_SUPPLIED PASSAGE_.
════════

Sex in Full Spectrum


Professional training with sex-positive spin comes to Southwestern College

Photo by Anson Stevens-Bollen

Photo by Anson Stevens-Bollen


Here’s music to my ears! Santa Fe will be home to a new certificate program for therapists and counselors to get more training in sex and sexuality starting later this month.

We give health care workers (and people in general) the most basic information about sex, and that’s it. Without proper education, therapists and counselors don’t feel confident talking about the spectrum of sex and sexuality in a way that’s inclusive to everyone, especially LGBT, kinky and non-monogamous folks.

Ginna Clark, director of the human sexuality certificate program at Southwestern College, says students are requesting more comprehensive information on the topic, which was the inspiration for the program.

“They’ve made an effort to work it into the curriculum, but since there are so many things that licensing boards demand, sexuality often gets cut,” says Clark, a professional counselor and clinical sexologist. “This program is really designed to give people a little more than they get in traditional programs.”

════════

Natural-language object grounding entries

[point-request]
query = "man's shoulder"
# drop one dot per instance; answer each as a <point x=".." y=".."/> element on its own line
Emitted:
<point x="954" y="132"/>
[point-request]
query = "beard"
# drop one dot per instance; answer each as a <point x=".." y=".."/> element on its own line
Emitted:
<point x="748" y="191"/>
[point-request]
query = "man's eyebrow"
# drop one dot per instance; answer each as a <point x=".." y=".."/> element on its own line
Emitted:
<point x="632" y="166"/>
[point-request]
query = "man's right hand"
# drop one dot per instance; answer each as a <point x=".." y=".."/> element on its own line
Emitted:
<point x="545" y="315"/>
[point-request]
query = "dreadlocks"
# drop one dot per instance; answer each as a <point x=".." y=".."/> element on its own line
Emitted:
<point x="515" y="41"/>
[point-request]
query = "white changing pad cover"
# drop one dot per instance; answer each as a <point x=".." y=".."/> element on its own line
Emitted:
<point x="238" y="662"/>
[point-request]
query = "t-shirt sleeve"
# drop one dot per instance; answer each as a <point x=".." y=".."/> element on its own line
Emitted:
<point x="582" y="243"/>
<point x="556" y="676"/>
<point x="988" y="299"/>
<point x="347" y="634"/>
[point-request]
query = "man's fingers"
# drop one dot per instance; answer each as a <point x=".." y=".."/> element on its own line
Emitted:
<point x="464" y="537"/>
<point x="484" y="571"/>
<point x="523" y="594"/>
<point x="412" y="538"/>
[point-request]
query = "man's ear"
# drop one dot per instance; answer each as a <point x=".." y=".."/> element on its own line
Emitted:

════════

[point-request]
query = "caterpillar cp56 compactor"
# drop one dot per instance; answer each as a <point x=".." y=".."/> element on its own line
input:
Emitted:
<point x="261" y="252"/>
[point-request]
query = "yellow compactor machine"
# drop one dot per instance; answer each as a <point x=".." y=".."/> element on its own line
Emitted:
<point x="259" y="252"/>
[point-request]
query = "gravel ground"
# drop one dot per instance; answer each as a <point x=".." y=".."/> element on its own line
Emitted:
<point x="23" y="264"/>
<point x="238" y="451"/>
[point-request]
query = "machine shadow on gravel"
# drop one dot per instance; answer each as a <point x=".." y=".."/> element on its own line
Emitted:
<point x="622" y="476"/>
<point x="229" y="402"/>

════════

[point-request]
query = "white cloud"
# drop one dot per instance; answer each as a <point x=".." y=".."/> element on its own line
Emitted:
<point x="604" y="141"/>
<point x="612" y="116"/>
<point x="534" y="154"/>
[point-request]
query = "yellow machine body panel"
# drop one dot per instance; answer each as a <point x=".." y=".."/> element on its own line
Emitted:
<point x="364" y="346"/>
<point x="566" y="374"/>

════════

_TASK INSTRUCTIONS_.
**A.** In the article on the Southwestern College sexuality program, what position does Ginna Clark hold at the college?
**B.** The article on the Southwestern College sexuality program names groups of people that therapists and counselors should include when discussing sex and sexuality. List those groups.
**C.** Extend the article on the Southwestern College sexuality program with a few more paragraphs, picking up after Clark's last quote.

_RESULTS OF THE TASKS_.
**A.** She is the director of the human sexuality certificate program.

**B.** LGBT folks, kinky folks, non-monogamous folks

**C.**
Imagine you have a challenge or issue come up around sex or sexuality, and you want to talk to your therapist about it, but they have no idea that what gets you going is pretty normal. It’s easy for clients to feel uneasy about their choices and desires if a therapist has no idea how to talk to them about it.

“We don’t want therapists to be unleashed on the public and shame people by their lack of knowledge,” Clark says.

For example, even if counselors don’t practice BDSM (bondage and discipline, dominance and submission, sadism and masochism) in their personal lives, such training could help them feel comfortable talking to clients about it without automatically categorizing consensual BDSM play as abuse.

If we can’t talk to our therapists, friends or family about sex, then whom can we talk to? Hopefully this program will better prepare therapists and counselors to meet people where they’re at sexually, without shaming them and causing additional harm.

There are a few sexuality-focused programs for people who work in mental health fields, but we need more. Plus, it’s common that the information covered isn’t inclusive to the many flavors of sex and sexuality that exist.

“My bias is that not only do they need more education in LGBT issues, but they also need more education in thinking about sexuality beyond this pathologizing, dysfunction-based way,” Clark says. “We need a little more sex-positive psychology and less of the, ‘Let’s treat sex as bad behavior.’”

The certificate program has three required courses, which include SAR (sexual attitude reassessment) training, sexual development and clinical skills.

“The core courses are really designed to get people conversant in sex-positive language, anatomy and physiology and being comfortable with sexual language,” Clark says.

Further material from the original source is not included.